> _EXTRACT TO READ_
:::::

# Pierre's Portfolio



## krazykongo (Dec 22, 2010)

Just thought I'd share some photos of our little P with everybody.

Last time he made an appearance was quite some time ago -

http://www.petforums.co.uk/cat-chat/138372-what-breed-pierre.html

Now, he is around 8 months old and lovin' it!

Before we get to the portfolio, here's a shot of the superstar getting ready for a shoot.



His portfolio is fairly diverse. Just take a look below 

He has already appeared on ads, paintings and billboards







He can do funny...



mysterious...



romantic...



close-ups...







a bit of product and furniture modelling...







outdoor shots...























and best of all his trademark relaxed poses!


----------



## Beckyjr37 (Nov 27, 2010)

wow he's certainly growing up into a stunning cat!


----------



## thomas1up (May 22, 2011)

That's cool how did you do the billboard?


----------



## popoki (Dec 28, 2010)

Pierre is very handsome! :001_wub:


----------



## Dally Banjo (Oct 22, 2009)

Awwwwwwwwwwwwwwwwww brill pics


----------



## krazykongo (Dec 22, 2010)

:::::

> _ACTIONS TO TAKE_
• a. Transcribe the stretch from "Last time he" through "for a shoot." in the Pierre's Portfolio thread.
• b. Pick up the Pierre's Portfolio thread at its final line and continue it.
The items after the Pierre's Portfolio thread play no part in this work.

> _SUPPLIED RECORDS_
:::::

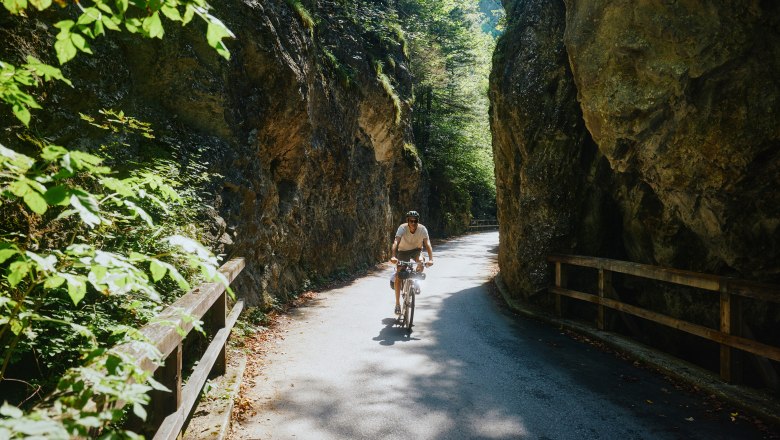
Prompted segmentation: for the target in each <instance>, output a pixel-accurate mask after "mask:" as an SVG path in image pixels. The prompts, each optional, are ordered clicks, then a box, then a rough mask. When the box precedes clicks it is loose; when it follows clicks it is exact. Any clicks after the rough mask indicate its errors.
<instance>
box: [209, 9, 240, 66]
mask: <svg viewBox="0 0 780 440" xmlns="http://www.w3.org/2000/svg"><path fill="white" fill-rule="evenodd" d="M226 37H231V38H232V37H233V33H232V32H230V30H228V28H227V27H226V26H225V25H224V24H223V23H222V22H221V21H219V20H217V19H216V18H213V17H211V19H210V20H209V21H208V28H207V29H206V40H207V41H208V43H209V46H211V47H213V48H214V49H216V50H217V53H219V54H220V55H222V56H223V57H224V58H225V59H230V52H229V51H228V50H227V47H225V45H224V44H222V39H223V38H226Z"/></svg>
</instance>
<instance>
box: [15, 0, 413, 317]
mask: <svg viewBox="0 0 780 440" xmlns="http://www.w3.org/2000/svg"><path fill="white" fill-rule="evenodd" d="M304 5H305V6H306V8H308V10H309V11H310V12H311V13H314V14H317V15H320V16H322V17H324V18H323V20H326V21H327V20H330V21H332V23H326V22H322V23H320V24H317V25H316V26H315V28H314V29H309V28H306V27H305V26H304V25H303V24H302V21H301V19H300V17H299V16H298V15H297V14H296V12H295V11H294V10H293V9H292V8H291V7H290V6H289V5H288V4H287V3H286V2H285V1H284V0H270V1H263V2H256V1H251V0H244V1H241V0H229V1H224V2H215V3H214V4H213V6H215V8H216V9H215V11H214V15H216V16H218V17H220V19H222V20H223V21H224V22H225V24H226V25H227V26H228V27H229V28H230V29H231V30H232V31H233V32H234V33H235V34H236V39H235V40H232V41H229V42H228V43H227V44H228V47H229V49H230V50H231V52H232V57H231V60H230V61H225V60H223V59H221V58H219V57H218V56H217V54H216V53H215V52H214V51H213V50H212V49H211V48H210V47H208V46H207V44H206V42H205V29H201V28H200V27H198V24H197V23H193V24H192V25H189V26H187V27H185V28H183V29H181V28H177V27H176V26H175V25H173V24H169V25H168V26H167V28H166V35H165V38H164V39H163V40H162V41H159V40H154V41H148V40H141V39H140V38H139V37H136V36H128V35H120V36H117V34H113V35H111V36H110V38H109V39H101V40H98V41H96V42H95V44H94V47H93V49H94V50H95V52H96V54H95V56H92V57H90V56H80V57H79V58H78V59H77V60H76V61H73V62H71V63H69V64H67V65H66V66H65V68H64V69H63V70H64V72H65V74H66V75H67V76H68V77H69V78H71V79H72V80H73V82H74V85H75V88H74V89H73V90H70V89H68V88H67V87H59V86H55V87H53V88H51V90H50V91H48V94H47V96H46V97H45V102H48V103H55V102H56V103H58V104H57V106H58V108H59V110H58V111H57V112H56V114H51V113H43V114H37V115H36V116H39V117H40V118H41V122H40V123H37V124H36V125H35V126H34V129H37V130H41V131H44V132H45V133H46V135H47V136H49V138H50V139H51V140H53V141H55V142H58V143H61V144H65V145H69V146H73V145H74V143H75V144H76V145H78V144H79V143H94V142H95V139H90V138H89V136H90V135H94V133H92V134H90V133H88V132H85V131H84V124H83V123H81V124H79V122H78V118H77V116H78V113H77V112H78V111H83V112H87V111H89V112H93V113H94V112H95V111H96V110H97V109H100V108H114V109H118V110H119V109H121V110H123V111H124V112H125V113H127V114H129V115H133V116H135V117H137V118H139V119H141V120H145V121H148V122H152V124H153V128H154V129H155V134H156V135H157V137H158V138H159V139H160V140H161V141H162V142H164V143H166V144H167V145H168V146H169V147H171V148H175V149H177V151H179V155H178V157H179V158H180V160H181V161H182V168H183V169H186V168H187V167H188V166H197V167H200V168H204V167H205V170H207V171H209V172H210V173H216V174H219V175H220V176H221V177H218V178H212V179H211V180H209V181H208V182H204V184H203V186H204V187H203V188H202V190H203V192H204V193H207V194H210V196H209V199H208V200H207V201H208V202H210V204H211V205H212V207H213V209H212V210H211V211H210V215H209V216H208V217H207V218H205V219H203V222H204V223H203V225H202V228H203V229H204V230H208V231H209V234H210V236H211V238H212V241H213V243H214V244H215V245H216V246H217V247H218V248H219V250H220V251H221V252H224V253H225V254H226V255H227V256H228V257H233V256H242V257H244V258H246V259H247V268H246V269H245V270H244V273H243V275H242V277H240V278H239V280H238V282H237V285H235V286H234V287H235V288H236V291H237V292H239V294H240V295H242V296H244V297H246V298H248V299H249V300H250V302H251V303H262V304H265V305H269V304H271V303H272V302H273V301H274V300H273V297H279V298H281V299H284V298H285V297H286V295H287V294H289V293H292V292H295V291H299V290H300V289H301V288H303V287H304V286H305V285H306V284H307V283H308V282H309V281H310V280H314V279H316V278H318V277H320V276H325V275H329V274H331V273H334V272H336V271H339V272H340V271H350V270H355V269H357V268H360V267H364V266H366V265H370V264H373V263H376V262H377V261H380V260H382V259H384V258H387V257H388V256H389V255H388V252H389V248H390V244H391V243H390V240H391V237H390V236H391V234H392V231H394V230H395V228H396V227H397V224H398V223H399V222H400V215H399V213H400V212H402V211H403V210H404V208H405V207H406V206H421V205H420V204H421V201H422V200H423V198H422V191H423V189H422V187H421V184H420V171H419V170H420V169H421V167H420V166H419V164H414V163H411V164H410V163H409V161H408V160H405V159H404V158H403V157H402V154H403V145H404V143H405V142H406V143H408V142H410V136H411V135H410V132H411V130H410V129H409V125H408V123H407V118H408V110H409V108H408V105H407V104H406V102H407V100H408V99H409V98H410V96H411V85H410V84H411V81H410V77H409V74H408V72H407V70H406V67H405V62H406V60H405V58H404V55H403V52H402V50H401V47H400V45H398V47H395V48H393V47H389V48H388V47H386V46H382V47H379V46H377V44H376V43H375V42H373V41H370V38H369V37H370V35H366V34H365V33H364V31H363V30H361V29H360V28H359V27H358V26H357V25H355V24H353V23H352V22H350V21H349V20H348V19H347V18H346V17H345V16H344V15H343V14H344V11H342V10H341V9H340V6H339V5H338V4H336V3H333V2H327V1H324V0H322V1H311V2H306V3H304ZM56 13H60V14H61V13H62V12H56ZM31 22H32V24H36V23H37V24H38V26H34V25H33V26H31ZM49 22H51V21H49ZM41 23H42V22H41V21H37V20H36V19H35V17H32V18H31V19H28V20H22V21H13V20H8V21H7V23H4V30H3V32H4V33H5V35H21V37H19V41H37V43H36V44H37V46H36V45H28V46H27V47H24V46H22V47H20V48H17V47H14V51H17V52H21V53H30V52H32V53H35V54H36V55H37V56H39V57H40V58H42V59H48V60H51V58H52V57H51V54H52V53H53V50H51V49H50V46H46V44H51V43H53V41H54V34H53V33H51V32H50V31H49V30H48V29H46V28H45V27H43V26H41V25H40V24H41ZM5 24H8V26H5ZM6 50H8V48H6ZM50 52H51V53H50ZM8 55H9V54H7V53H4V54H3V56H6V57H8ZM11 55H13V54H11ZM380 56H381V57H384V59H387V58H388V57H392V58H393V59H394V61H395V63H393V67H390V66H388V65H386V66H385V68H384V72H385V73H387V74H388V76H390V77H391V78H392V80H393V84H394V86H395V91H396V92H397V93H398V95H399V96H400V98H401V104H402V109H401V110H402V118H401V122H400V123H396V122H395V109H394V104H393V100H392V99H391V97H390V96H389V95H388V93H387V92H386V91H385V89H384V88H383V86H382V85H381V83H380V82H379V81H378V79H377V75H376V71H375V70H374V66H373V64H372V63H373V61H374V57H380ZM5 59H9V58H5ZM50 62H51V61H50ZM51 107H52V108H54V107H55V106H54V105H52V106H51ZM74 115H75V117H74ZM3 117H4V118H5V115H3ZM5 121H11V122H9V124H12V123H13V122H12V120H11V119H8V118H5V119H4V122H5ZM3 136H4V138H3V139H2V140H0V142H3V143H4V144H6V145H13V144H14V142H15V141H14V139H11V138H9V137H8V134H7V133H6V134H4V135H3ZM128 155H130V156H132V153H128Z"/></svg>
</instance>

:::::

> _ANSWERS TO EACH TASK_
• a.
Last time he made an appearance was quite some time ago -

http://www.petforums.co.uk/cat-chat/138372-what-breed-pierre.html

Now, he is around 8 months old and lovin' it!

Before we get to the portfolio, here's a shot of the superstar getting ready for a shoot.

• b.
Cheers peeps 

Pierre appreciates your lovely comments.

The billboard photo was taken using the iPhone, actually nearly all the photos were taken on various camera apps on the iphone.

Thanks for looking


----------



## Taylorbaby (Jan 10, 2009)

graet pics!!!


----------



## Guest (May 24, 2011)

That was fab! Loved the pics, he's one gorgeous young man!


----------



## missye87 (Apr 4, 2011)

*Melts all over the desk* He is incredible! xx


----------



## Mr Gizmo (Jul 1, 2009)

Very nice pics,so glad you followed up from your first pics.:thumbup1:
He is indeed a very photogenic chap.


----------



## tylow (Feb 11, 2009)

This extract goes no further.